# Exercise goal:
The records that follow must be repeated verbatim, every one of them.

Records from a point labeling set
______
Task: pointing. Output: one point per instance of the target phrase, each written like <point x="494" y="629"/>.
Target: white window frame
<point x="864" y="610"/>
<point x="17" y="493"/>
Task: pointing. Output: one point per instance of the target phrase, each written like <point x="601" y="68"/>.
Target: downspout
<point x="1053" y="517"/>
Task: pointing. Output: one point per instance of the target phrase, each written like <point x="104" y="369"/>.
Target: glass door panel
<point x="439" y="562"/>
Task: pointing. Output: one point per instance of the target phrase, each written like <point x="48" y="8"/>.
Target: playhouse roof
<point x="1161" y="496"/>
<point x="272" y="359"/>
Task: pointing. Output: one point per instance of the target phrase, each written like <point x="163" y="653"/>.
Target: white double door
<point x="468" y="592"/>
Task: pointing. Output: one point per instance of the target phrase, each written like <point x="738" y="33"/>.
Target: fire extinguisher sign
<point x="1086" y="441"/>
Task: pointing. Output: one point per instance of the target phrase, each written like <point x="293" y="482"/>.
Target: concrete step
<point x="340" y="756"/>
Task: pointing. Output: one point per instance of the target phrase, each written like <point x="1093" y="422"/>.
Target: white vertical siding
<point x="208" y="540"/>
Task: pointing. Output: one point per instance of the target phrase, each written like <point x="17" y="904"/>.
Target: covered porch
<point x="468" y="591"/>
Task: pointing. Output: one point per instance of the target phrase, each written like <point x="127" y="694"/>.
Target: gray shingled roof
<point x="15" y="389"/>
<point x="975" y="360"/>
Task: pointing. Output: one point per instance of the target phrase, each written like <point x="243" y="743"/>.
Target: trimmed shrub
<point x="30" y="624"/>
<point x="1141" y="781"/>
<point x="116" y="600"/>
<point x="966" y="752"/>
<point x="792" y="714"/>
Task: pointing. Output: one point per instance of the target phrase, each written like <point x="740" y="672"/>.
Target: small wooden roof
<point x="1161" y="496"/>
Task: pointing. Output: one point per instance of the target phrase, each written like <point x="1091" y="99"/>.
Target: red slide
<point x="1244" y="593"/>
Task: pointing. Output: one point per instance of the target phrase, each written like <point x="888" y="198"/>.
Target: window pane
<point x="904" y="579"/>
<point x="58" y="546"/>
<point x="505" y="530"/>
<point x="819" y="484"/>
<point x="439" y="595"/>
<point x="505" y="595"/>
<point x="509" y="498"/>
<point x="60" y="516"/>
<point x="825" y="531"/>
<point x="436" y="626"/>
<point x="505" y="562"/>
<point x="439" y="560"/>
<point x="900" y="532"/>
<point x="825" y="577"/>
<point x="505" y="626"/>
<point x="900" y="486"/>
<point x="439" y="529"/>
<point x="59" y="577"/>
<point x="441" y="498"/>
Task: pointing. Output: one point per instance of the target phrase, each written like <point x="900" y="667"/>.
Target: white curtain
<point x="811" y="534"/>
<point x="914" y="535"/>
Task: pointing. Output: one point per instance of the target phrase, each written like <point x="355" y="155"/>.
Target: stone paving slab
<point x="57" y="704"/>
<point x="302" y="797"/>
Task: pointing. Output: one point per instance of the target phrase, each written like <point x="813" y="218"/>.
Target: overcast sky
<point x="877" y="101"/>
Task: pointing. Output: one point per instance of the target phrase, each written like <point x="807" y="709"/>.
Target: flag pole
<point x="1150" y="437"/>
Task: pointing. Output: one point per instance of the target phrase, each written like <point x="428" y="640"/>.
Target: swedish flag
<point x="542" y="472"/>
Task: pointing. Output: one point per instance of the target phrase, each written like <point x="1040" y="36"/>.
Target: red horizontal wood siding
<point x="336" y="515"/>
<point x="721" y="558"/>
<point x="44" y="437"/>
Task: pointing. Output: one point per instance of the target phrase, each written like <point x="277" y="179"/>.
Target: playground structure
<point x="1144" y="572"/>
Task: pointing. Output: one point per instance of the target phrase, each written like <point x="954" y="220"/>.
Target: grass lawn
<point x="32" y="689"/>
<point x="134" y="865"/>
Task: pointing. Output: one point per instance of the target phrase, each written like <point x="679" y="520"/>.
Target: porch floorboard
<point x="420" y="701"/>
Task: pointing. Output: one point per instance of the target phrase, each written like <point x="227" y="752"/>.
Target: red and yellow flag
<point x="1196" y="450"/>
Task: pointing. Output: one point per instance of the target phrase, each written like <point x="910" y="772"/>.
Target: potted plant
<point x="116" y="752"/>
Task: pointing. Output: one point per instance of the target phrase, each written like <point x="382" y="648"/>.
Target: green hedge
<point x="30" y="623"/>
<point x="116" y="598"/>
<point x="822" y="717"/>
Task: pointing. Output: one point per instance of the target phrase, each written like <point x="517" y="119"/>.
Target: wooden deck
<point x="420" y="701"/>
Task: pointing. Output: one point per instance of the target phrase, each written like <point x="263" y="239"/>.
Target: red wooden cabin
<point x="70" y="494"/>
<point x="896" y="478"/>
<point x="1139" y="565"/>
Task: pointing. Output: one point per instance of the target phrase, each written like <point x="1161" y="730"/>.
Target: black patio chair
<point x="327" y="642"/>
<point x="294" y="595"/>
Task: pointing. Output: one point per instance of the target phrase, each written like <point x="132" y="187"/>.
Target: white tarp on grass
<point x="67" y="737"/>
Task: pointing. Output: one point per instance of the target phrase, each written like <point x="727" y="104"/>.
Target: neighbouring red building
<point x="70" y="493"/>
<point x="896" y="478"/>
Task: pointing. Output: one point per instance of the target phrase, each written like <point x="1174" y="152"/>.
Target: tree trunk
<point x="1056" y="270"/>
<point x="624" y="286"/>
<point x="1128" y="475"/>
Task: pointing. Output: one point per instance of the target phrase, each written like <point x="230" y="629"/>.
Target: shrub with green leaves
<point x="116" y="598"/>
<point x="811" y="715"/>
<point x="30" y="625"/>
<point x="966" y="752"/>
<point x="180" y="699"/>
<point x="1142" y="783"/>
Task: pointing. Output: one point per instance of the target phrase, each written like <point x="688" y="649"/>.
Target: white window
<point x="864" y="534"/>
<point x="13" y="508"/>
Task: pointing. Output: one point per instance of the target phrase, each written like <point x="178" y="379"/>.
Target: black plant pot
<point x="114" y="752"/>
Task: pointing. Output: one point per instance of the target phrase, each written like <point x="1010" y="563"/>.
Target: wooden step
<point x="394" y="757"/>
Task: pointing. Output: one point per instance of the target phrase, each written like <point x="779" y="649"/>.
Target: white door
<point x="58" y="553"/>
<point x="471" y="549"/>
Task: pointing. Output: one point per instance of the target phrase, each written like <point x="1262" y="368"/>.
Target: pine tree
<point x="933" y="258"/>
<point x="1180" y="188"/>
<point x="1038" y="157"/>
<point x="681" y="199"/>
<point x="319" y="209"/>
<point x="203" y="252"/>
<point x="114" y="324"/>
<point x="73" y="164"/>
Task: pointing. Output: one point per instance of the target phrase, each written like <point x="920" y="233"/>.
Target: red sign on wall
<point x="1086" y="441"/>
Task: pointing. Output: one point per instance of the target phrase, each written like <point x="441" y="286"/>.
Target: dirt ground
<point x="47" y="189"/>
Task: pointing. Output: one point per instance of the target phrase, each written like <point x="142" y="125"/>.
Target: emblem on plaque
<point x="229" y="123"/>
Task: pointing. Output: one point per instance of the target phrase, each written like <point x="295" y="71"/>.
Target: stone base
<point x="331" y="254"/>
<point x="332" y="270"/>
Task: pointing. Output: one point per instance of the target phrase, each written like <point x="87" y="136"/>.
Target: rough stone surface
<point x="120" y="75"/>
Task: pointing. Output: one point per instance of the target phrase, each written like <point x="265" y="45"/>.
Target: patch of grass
______
# Correct answer:
Task: pointing. Output: one point per instance of the target phrase, each written like <point x="494" y="629"/>.
Target: white window frame
<point x="864" y="610"/>
<point x="17" y="493"/>
Task: pointing. Output: one point per instance of the target phrase, each written like <point x="601" y="68"/>.
Target: downspout
<point x="1053" y="517"/>
Task: pointing. Output: one point per instance of the target phrase, each written like <point x="104" y="369"/>.
Target: glass door panel
<point x="439" y="562"/>
Task: pointing. Output: one point per instance of the target phrase, each written like <point x="48" y="8"/>.
Target: playhouse roof
<point x="1161" y="496"/>
<point x="272" y="359"/>
Task: pointing. Output: one point per instance of the target phrase, each written like <point x="163" y="653"/>.
Target: white double door
<point x="468" y="592"/>
Task: pointing. Output: one point per instance of the target phrase, each written like <point x="738" y="33"/>.
Target: fire extinguisher sign
<point x="1086" y="441"/>
Task: pointing. Output: one point per instance of the target phrase, each written like <point x="293" y="482"/>.
Target: concrete step
<point x="340" y="756"/>
Task: pointing. Output: one point per instance of the target phrase, each written like <point x="1093" y="422"/>.
Target: white vertical siding
<point x="208" y="540"/>
Task: pointing. Output: one point per instance of the target phrase, each written like <point x="17" y="904"/>.
Target: covered porch
<point x="468" y="591"/>
Task: pointing. Output: one point per instance of the target phrase, each written like <point x="127" y="694"/>.
Target: gray shingled roof
<point x="15" y="389"/>
<point x="975" y="360"/>
Task: pointing. Output: one point per instance of the target phrase, each written like <point x="243" y="743"/>.
Target: trimmed shrub
<point x="30" y="624"/>
<point x="1141" y="781"/>
<point x="116" y="600"/>
<point x="966" y="752"/>
<point x="792" y="714"/>
Task: pointing. Output: one point per instance of the target phrase, each written like <point x="740" y="672"/>.
Target: small wooden roof
<point x="1161" y="496"/>
Task: pointing. Output: one point per instance of the target phrase, each written like <point x="1091" y="99"/>.
Target: red slide
<point x="1244" y="593"/>
Task: pointing. Output: one point per instance of the target phrase, each written like <point x="888" y="198"/>.
Target: window pane
<point x="904" y="579"/>
<point x="58" y="546"/>
<point x="505" y="530"/>
<point x="819" y="484"/>
<point x="439" y="595"/>
<point x="505" y="595"/>
<point x="509" y="498"/>
<point x="60" y="516"/>
<point x="825" y="531"/>
<point x="436" y="626"/>
<point x="505" y="562"/>
<point x="439" y="560"/>
<point x="900" y="532"/>
<point x="825" y="577"/>
<point x="505" y="626"/>
<point x="900" y="486"/>
<point x="439" y="529"/>
<point x="59" y="577"/>
<point x="441" y="498"/>
Task: pointing. Output: one point per instance of the target phrase, each written like <point x="900" y="667"/>.
Target: white curtain
<point x="811" y="534"/>
<point x="914" y="535"/>
Task: pointing. Output: one point per instance of the target phrase, each written like <point x="355" y="155"/>.
Target: stone paving slab
<point x="57" y="704"/>
<point x="302" y="797"/>
Task: pointing. Output: one point per instance of the target phrase, each written like <point x="813" y="218"/>.
Target: overcast sky
<point x="877" y="101"/>
Task: pointing. Output: one point per instance of the target phrase, each written like <point x="807" y="709"/>.
Target: flag pole
<point x="1150" y="437"/>
Task: pointing. Output: one point per instance of the target phrase, each written like <point x="428" y="640"/>.
Target: swedish flag
<point x="542" y="472"/>
Task: pointing. Output: one point per instance of the target phrase, each written like <point x="1040" y="36"/>.
Target: red horizontal wood siding
<point x="336" y="515"/>
<point x="721" y="558"/>
<point x="44" y="437"/>
Task: pointing. Output: one point per instance of the target phrase, each written like <point x="277" y="179"/>.
Target: playground structure
<point x="1144" y="572"/>
Task: pointing. Output: one point per instance of the target phrase, each written like <point x="954" y="220"/>.
Target: grass lawn
<point x="32" y="689"/>
<point x="134" y="865"/>
Task: pointing. Output: one point per instance of the target phrase, each written like <point x="679" y="520"/>.
Target: porch floorboard
<point x="420" y="701"/>
Task: pointing. Output: one point per instance of the target phrase, each written like <point x="227" y="752"/>.
Target: red and yellow flag
<point x="1196" y="450"/>
Task: pointing. Output: one point per instance of the target phrase, each written like <point x="910" y="772"/>.
Target: potted plant
<point x="116" y="752"/>
Task: pointing. Output: one point per instance of the target phrase, each written like <point x="382" y="648"/>.
Target: green hedge
<point x="30" y="623"/>
<point x="116" y="598"/>
<point x="822" y="717"/>
Task: pointing. Output: one point per instance of the target phrase, each written like <point x="517" y="119"/>.
Target: wooden deck
<point x="420" y="701"/>
Task: pointing. Output: one point per instance of the target phrase, each written like <point x="263" y="239"/>.
Target: red wooden cabin
<point x="70" y="494"/>
<point x="896" y="478"/>
<point x="1139" y="565"/>
Task: pointing. Output: one point per instance of the target phrase, each written like <point x="1161" y="730"/>.
Target: black patio chair
<point x="327" y="642"/>
<point x="294" y="595"/>
Task: pointing. Output: one point per instance of the target phrase, each written like <point x="132" y="187"/>.
Target: white tarp on grass
<point x="67" y="737"/>
Task: pointing. Output: one point per instance of the target phrase, each written like <point x="727" y="104"/>.
Target: neighbouring red building
<point x="70" y="493"/>
<point x="896" y="478"/>
Task: pointing. Output: one point per instance of the target phrase, each written like <point x="1174" y="152"/>.
Target: tree trunk
<point x="1056" y="270"/>
<point x="624" y="286"/>
<point x="1128" y="475"/>
Task: pointing. Output: one point per instance of the target phrase, each written like <point x="230" y="629"/>.
Target: shrub with green leaves
<point x="116" y="598"/>
<point x="811" y="715"/>
<point x="30" y="625"/>
<point x="966" y="752"/>
<point x="180" y="699"/>
<point x="1142" y="783"/>
Task: pointing. Output: one point per instance of the target phrase, each written like <point x="688" y="649"/>.
Target: white window
<point x="864" y="534"/>
<point x="13" y="508"/>
Task: pointing. Output: one point per instance of the target phrase, each written like <point x="178" y="379"/>.
Target: black plant pot
<point x="114" y="752"/>
Task: pointing. Output: one point per instance of the target phrase, each written like <point x="1010" y="563"/>.
Target: wooden step
<point x="394" y="757"/>
Task: pointing. Output: one point per instance of the target phrase, each written like <point x="779" y="649"/>.
Target: white door
<point x="58" y="553"/>
<point x="471" y="549"/>
Task: pointing. Output: one point per instance of the target phrase, each written like <point x="1262" y="368"/>.
Target: pine tree
<point x="933" y="258"/>
<point x="1180" y="188"/>
<point x="1038" y="157"/>
<point x="681" y="199"/>
<point x="319" y="209"/>
<point x="203" y="252"/>
<point x="114" y="324"/>
<point x="73" y="164"/>
Task: pointing. Output: one point per instance of the target phrase, each written like <point x="920" y="233"/>.
Target: red sign on wall
<point x="1086" y="441"/>
Task: pointing. Output: one point per instance of the target phrase, each written like <point x="441" y="286"/>.
Target: dirt ground
<point x="47" y="189"/>
Task: pointing. Output: one point per instance of the target phrase, each written like <point x="142" y="125"/>.
Target: emblem on plaque
<point x="229" y="123"/>
Task: pointing. Output: one point per instance of the target phrase, each written like <point x="295" y="71"/>.
Target: stone base
<point x="331" y="254"/>
<point x="332" y="270"/>
Task: pointing. Output: one point per instance of the target phrase, each written like <point x="87" y="136"/>.
Target: rough stone surface
<point x="120" y="75"/>
Task: pointing. Output: one point per instance of the target phrase, each written like <point x="265" y="45"/>.
Target: patch of grass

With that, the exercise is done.